[Start of section]

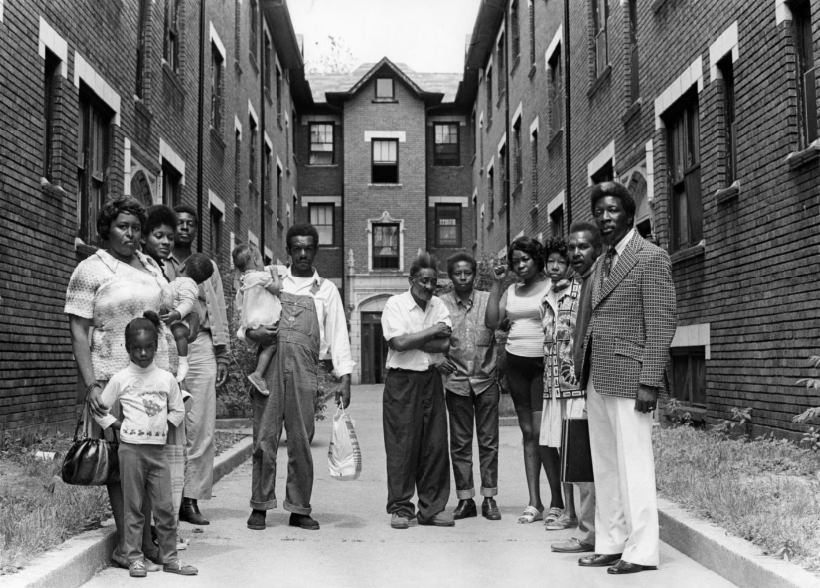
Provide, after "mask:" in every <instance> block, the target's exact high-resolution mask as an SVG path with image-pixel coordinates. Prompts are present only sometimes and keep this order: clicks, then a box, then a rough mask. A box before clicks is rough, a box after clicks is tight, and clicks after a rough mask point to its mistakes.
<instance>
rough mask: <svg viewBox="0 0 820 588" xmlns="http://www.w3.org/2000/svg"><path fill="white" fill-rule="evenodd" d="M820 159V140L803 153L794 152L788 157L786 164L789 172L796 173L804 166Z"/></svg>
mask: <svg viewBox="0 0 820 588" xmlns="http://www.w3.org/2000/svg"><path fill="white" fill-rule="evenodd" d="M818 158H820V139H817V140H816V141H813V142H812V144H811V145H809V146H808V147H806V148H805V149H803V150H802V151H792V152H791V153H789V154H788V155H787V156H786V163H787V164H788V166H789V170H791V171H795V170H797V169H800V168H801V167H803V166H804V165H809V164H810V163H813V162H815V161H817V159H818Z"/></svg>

[End of section]
[Start of section]

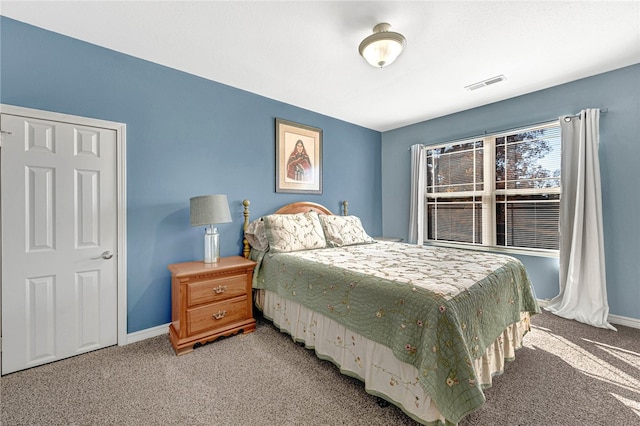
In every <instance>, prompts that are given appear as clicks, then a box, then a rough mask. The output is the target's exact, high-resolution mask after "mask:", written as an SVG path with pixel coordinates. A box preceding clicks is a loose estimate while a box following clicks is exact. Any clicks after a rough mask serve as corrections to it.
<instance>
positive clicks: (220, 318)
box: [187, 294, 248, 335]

[End of section]

= TASK INSTRUCTIONS =
In the listing above, find the lines holding the word "pixel" and copy them.

= SOLUTION =
Provide, after "mask:" in every <instance> block, the target's exact high-resolution mask as an SVG path with image-pixel coordinates. Prompts are present only sometimes and keep this order: clicks, then a box, then a rough mask. A box before clicks is rough, a box after clicks is tight, and clicks after a rough mask point to its mistakes.
In every <instance>, prompts that are given appear as clicks, then a box, then a rough mask. The output is the target's exact, high-resolution mask after "mask:", written as an SVG path with pixel coordinates. A box preceding clicks is a loose estimate while a box following clicks is exact. Any clicks after a rough mask serve as corrections to it.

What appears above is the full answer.